**Source information**
= = = = = = =

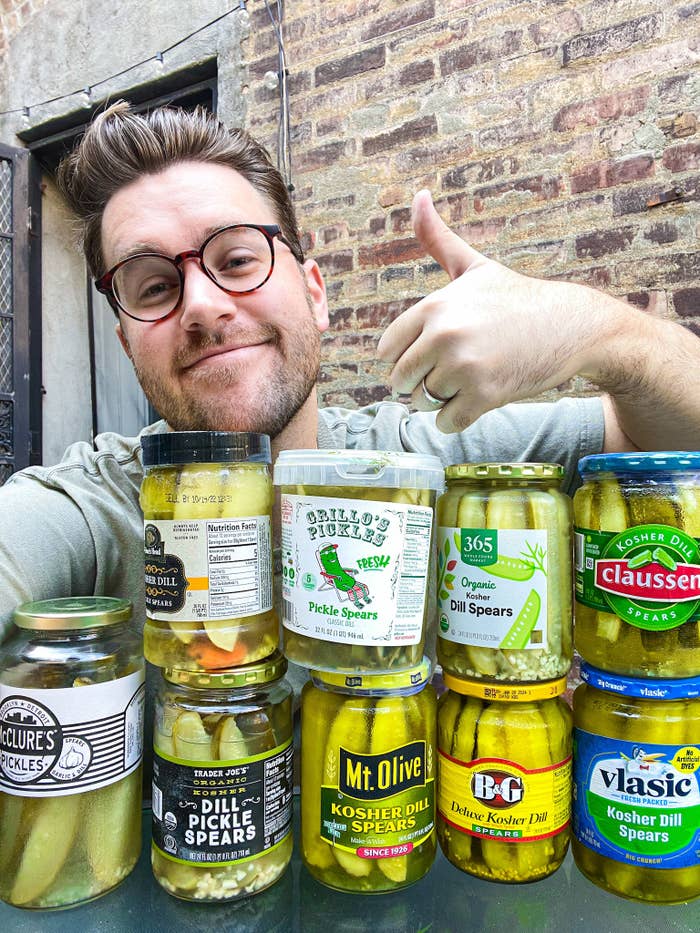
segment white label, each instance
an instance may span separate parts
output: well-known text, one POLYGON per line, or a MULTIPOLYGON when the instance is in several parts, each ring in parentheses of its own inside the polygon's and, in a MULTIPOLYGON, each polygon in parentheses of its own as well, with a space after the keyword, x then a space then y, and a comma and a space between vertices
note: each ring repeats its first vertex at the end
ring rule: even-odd
POLYGON ((143 756, 144 693, 143 668, 56 690, 0 683, 0 789, 62 797, 121 781, 143 756))
POLYGON ((282 497, 284 625, 322 641, 421 640, 433 510, 282 497))

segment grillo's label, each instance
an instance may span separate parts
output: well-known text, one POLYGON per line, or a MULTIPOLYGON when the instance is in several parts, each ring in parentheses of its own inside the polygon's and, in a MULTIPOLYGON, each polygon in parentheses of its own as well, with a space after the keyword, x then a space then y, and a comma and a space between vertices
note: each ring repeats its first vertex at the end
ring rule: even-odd
POLYGON ((629 865, 700 865, 700 748, 574 729, 574 761, 579 842, 629 865))

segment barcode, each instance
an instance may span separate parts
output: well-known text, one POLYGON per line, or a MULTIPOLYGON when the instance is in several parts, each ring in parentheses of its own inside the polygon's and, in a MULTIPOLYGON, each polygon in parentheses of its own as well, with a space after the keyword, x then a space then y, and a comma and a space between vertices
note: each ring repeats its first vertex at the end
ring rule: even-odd
POLYGON ((294 619, 294 606, 288 599, 282 599, 282 621, 292 622, 294 619))
POLYGON ((578 532, 574 534, 574 565, 577 570, 583 570, 585 541, 585 535, 578 532))
POLYGON ((163 792, 157 784, 153 784, 153 801, 151 803, 153 808, 153 816, 157 820, 163 819, 163 792))

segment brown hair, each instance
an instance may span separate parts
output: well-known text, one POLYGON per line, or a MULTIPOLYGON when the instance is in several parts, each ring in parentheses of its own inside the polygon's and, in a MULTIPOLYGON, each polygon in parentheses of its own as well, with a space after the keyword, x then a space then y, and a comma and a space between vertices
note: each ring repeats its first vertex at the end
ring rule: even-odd
POLYGON ((106 271, 101 226, 112 195, 142 175, 187 160, 227 165, 242 175, 272 204, 294 256, 304 261, 289 191, 264 146, 244 130, 228 129, 203 107, 133 113, 126 101, 118 101, 95 117, 57 173, 59 189, 81 221, 93 276, 106 271))

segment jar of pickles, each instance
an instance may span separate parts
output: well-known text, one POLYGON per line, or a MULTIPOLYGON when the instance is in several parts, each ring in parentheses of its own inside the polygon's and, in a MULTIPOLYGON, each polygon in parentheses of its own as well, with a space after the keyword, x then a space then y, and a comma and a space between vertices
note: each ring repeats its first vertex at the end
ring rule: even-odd
POLYGON ((566 678, 495 685, 445 674, 438 704, 437 832, 445 856, 488 881, 561 865, 571 815, 566 678))
POLYGON ((464 463, 438 500, 437 655, 492 681, 551 680, 572 660, 571 500, 556 463, 464 463))
POLYGON ((268 657, 272 481, 266 434, 145 435, 146 660, 202 671, 268 657))
POLYGON ((144 664, 131 603, 25 603, 0 650, 0 898, 105 894, 141 850, 144 664))
POLYGON ((292 690, 279 652, 163 672, 153 732, 153 872, 184 900, 262 891, 292 855, 292 690))
POLYGON ((339 891, 402 888, 435 856, 435 691, 397 674, 313 671, 301 704, 301 850, 339 891))

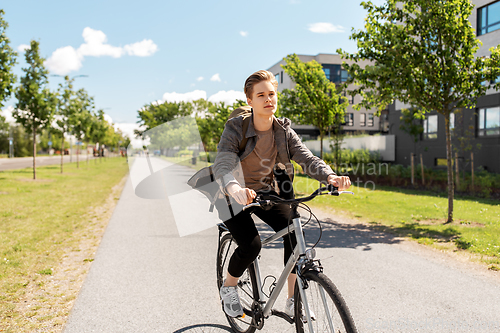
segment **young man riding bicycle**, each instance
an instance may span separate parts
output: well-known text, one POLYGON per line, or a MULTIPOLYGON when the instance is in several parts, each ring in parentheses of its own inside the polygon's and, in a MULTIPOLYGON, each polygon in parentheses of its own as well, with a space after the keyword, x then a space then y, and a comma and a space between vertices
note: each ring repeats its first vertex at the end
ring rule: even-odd
MULTIPOLYGON (((290 127, 289 119, 278 119, 274 116, 278 104, 277 87, 278 82, 271 72, 261 70, 250 75, 244 87, 247 103, 252 107, 248 129, 243 133, 242 116, 229 119, 217 147, 218 153, 213 165, 215 178, 221 183, 224 192, 234 199, 235 205, 249 204, 257 194, 284 196, 285 194, 280 193, 277 187, 274 170, 277 165, 286 170, 291 184, 293 181, 291 160, 301 165, 310 177, 322 183, 332 184, 339 190, 351 186, 349 177, 337 176, 323 160, 311 153, 290 127), (244 138, 247 142, 244 150, 240 151, 240 143, 244 138), (243 172, 244 185, 233 175, 239 164, 243 172)), ((219 200, 215 205, 219 216, 226 220, 221 216, 224 208, 227 210, 226 201, 219 200), (226 207, 223 207, 224 205, 226 207)), ((225 313, 231 317, 239 317, 243 315, 243 308, 236 285, 248 265, 258 256, 261 241, 251 213, 233 208, 239 213, 224 223, 236 240, 238 248, 229 261, 228 274, 220 290, 220 296, 225 313)), ((291 211, 287 204, 277 204, 269 210, 253 213, 275 231, 285 228, 288 221, 296 216, 296 212, 291 211)), ((293 233, 283 237, 285 264, 292 254, 295 243, 293 233)), ((285 306, 285 313, 290 317, 294 313, 295 280, 296 274, 293 271, 288 277, 288 299, 285 306)))

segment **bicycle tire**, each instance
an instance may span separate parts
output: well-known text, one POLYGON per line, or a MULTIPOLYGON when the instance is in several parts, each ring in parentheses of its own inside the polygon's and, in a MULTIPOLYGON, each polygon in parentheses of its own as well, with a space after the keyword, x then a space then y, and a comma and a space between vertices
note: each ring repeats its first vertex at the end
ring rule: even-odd
MULTIPOLYGON (((226 234, 220 240, 219 248, 217 250, 217 288, 220 290, 227 275, 227 267, 229 259, 234 253, 237 244, 231 234, 226 234)), ((250 265, 238 281, 238 294, 243 305, 245 313, 252 312, 254 300, 258 299, 257 279, 255 277, 255 269, 250 265)), ((224 312, 224 310, 222 310, 224 312)), ((244 318, 233 318, 228 316, 225 312, 224 315, 231 325, 233 331, 238 333, 253 333, 256 330, 252 326, 252 317, 246 315, 244 318)))
MULTIPOLYGON (((315 316, 311 321, 314 332, 357 333, 358 331, 354 325, 351 312, 333 282, 325 274, 316 270, 308 270, 302 276, 307 282, 307 289, 304 290, 306 292, 307 303, 315 316), (326 308, 321 296, 321 289, 325 291, 326 308), (332 324, 333 328, 331 327, 332 324)), ((294 292, 296 331, 297 333, 309 333, 309 326, 302 306, 298 283, 295 284, 294 292), (299 319, 297 320, 297 318, 299 319)))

= = = = = = =

**Goal of the exercise**
Reading down the material above, count how many lines contain the word "segment". Respond with the number by itself.

**Problem solution**
7